▸ DOCUMENT PASSAGE:
━━━━━━━━━━━━━━━━

Lance Bryant

Personal information
- Nickname: Buster
- Born: 1 November 1980 (age 45) Masterton, New Zealand
- Height: 181 cm (5 ft 11 in)
- Weight: Cruiserweight

Boxing career

Boxing record
- Total fights: 20
- Wins: 12
- Win by KO: 5
- Losses: 8

= Lance Bryant =

New Zealand boxer

Lance Bryant (born 1 November 1980) is a retired New Zealand professional boxer.

Bryant is mostly known for competing in three of the four Super 8 Boxing Tournament. He reached his peak ranking position in 2018 when he was ranked 50th on Boxrec. In his professional career he has won six professional titles, including being a Two time New Zealand Cruiserweight champion.

== Amateur boxing career ==
Bryant had a successful amateur career, winning multiple titles. In 2006, Bryant retired from boxing.

━━━━━━━━━━━━━━━━

▸ DATA EXTRACT:

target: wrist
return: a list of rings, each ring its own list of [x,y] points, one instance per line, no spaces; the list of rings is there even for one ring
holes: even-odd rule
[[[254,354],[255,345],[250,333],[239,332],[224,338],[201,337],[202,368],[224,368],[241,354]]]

━━━━━━━━━━━━━━━━

▸ TASKS TO CARRY OUT:
(A) In the Lance Bryant profile, what ranking position did Bryant reach on Boxrec in 2018?
(B) List every figure in the boxing record section of the Lance Bryant profile, each with its label.
(C) Translate this sentence from the Lance Bryant profile into Spanish: "Bryant had a successful amateur career, winning multiple titles."

▸ ANSWERS IN ORDER:
(A) 50th

(B)
Total fights: 20
Wins: 12
Win by KO: 5
Losses: 8

(C) Bryant tuvo una exitosa carrera como aficionado, en la que ganó varios títulos.